### TEXT PROVIDED
○ ○ ○ ○
Avoiding Complicity in Mistreatment by Foreign Entities Act - Annual Report to the Minister of Public Safety 2024

Table of Contents:

  1. Introduction
  2. CSIS Foreign Information Sharing and Human Rights
  3. CSIS Foreign Agency Restrictions Mechanism
  4. Mitigation Measures
  5. Collaboration with Other Government Departments
  6. Information Sharing Evaluation Committee (ISEC)
  7. Changes to CSIS’ Foreign Information Sharing Framework
  8. Training Initiatives
  9. Integrated Terrorism Assessment Centre (ITAC)
  10. Conclusion


  1. Exchanging information with foreign agencies is an integral part of the Service’s mandate, and is a crucial component of Canada’s ability to effectively investigate, assess, and counter threats to Canada and its interests. Many of the national security challenges facing Canada originate from or have a strong nexus to events, foreign governments, individuals and groups overseas. In order to fulfil its mission to protect Canada from threats to our national security in this context, CSIS relies on timely information sharing with foreign partners.
  2. CSIS recognizes the need to share information in accordance with Canadian values, the rule of law, the Canadian Charter of Rights and Freedoms, and international legal obligations. These obligations are captured in the July 2019 Avoiding Complicity in Mistreatment by Foreign Entities (ACMFE) Act, which recognizes that foreign information sharing is “fundamental to the Government of Canada’s national security requirements.” The act requires that exchanges between Canadian federal government departments and agencies and our foreign counterparts do not result in a “substantial risk” of mistreatment against individuals.
○ ○ ○ ○
### EXTRACTED ENTRIES
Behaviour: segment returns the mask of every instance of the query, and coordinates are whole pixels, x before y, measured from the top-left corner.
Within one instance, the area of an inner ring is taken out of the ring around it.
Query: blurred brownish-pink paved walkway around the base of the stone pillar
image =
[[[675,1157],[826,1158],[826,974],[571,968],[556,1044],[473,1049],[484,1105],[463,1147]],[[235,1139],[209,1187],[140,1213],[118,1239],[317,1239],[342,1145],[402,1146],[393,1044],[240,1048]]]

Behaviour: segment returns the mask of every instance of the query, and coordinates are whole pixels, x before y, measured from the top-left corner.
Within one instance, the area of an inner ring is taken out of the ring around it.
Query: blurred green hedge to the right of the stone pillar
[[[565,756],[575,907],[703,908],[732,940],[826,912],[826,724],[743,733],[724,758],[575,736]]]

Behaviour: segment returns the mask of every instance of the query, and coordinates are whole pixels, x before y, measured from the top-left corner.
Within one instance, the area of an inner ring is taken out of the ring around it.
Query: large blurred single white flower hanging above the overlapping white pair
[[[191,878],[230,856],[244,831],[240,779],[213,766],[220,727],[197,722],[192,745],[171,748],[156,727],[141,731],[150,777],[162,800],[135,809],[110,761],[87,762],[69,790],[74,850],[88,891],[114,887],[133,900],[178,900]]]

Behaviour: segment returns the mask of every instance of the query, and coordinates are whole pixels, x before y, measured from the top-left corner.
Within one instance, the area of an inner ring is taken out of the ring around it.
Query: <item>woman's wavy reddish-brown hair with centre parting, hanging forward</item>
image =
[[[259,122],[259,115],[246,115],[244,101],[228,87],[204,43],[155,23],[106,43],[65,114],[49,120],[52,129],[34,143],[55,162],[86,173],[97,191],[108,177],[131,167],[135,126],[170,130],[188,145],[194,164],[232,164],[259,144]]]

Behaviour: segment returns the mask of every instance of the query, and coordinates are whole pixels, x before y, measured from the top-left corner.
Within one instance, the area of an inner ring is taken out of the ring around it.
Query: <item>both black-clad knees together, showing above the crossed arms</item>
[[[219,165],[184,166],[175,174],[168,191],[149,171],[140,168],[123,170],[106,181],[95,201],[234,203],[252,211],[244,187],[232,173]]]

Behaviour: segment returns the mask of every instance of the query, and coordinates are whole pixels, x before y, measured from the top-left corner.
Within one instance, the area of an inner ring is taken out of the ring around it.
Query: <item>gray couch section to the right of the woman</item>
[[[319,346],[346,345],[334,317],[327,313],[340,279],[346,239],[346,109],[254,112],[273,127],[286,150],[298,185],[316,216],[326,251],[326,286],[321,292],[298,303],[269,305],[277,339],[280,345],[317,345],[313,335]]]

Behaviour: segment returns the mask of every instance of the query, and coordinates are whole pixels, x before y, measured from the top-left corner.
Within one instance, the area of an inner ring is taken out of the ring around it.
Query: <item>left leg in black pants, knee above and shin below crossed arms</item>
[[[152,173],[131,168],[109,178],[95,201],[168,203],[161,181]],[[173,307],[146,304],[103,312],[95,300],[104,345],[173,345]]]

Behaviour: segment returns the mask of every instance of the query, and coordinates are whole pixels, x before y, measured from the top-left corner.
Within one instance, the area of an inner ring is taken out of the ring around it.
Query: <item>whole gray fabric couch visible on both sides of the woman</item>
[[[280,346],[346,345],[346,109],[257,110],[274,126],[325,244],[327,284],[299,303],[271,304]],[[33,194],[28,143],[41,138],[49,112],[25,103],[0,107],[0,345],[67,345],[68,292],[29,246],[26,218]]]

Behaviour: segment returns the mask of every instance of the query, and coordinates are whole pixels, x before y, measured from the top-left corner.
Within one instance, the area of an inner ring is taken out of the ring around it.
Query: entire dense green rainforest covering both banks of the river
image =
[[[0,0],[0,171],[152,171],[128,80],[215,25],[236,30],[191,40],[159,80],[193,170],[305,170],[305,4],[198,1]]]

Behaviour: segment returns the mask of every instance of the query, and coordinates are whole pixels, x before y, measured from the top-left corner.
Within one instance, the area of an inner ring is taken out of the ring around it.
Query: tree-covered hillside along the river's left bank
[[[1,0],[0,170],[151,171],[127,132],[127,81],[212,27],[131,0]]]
○ ○ ○ ○
### WORK ORDER
Write out the passage of the CSIS annual report that begins at the words "Avoiding Complicity in Mistreatment by Foreign Entities Act" and stops after "Evaluation Committee (ISEC)". The material plays no part in what comes next.

### YOUR SOLUTION
Avoiding Complicity in Mistreatment by Foreign Entities Act - Annual Report to the Minister of Public Safety 2024

Table of Contents:

  1. Introduction
  2. CSIS Foreign Information Sharing and Human Rights
  3. CSIS Foreign Agency Restrictions Mechanism
  4. Mitigation Measures
  5. Collaboration with Other Government Departments
  6. Information Sharing Evaluation Committee (ISEC)